§ **Data records**
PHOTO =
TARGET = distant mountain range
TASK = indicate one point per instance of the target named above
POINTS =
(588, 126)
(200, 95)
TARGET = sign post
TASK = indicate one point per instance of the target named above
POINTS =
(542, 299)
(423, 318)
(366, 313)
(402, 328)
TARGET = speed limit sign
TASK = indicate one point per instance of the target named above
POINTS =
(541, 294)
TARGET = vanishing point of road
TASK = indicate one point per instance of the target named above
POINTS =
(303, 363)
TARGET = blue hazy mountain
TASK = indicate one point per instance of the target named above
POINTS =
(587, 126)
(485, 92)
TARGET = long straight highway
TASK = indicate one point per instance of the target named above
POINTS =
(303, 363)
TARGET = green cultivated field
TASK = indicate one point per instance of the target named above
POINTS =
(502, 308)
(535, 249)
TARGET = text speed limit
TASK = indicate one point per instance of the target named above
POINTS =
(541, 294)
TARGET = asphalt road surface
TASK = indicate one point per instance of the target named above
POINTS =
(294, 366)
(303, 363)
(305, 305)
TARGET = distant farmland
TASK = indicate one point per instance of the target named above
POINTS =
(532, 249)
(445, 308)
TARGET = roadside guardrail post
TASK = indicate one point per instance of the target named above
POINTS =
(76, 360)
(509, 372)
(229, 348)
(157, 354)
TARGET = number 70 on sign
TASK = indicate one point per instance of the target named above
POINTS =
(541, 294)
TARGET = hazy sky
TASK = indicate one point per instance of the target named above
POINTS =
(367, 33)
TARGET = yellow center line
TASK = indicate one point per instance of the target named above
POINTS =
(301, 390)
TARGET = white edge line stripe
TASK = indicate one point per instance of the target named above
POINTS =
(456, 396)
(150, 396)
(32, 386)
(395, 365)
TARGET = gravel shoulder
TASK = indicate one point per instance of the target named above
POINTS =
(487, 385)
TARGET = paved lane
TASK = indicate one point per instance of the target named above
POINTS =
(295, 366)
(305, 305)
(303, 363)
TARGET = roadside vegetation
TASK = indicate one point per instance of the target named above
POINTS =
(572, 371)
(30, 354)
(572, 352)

§ **What is expected**
Reproduce every one of the records above verbatim, with no alterations.

§ **The completed task**
PHOTO =
TARGET = distant mountain range
TASK = indicate one point per instance of the target named above
POINTS =
(588, 126)
(200, 95)
TARGET = sign post
TASK = indicate one point per instance of the target named above
POINTS =
(542, 299)
(423, 318)
(366, 313)
(402, 328)
TARGET = speed limit sign
TASK = indicate one point per instance of the target named above
POINTS =
(541, 294)
TARGET = vanishing point of road
TASK = indicate one point per instance of the target named above
POINTS =
(303, 363)
TARGET = blue hazy mountain
TASK = indicate one point per instance of the target named above
POINTS =
(587, 126)
(485, 92)
TARGET = long straight highway
TASK = indicate one point per instance of the target named above
POINTS =
(303, 363)
TARGET = green cultivated field
TASK = indicate one point per instance of the target named above
POINTS =
(502, 308)
(535, 249)
TARGET = text speed limit
TASK = indicate one point per instance of the target named above
POINTS =
(541, 294)
TARGET = asphalt road surface
TASK = indicate one point per instance of the target named above
POINTS =
(294, 366)
(303, 363)
(305, 305)
TARGET = distant farmland
TASK = indicate one point per instance of the target named above
POINTS =
(532, 249)
(445, 308)
TARGET = roadside guardrail post
TASK = indicate one point per instance of the target named above
POINTS =
(76, 360)
(509, 372)
(229, 348)
(157, 354)
TARGET = number 70 on sign
TASK = indicate one point per instance of the target named above
POINTS =
(541, 294)
TARGET = hazy sky
TASK = indicate one point per instance of the target named above
POINTS =
(367, 33)
TARGET = yellow center line
TASK = indicate one point per instance of the target named above
POINTS =
(301, 390)
TARGET = white edge line stripe
TASK = indicate one point per instance of the target named above
POINTS =
(456, 396)
(150, 396)
(32, 386)
(395, 365)
TARGET = gravel shoulder
TASK = indicate one point per instance of the target named above
POINTS =
(487, 385)
TARGET = paved lane
TASK = indicate one point per instance of the target named above
POINTS =
(295, 366)
(305, 305)
(303, 363)
TARGET = roadside vegetation
TASK = indicate one point per instance of the target named above
POINTS =
(572, 371)
(30, 354)
(572, 352)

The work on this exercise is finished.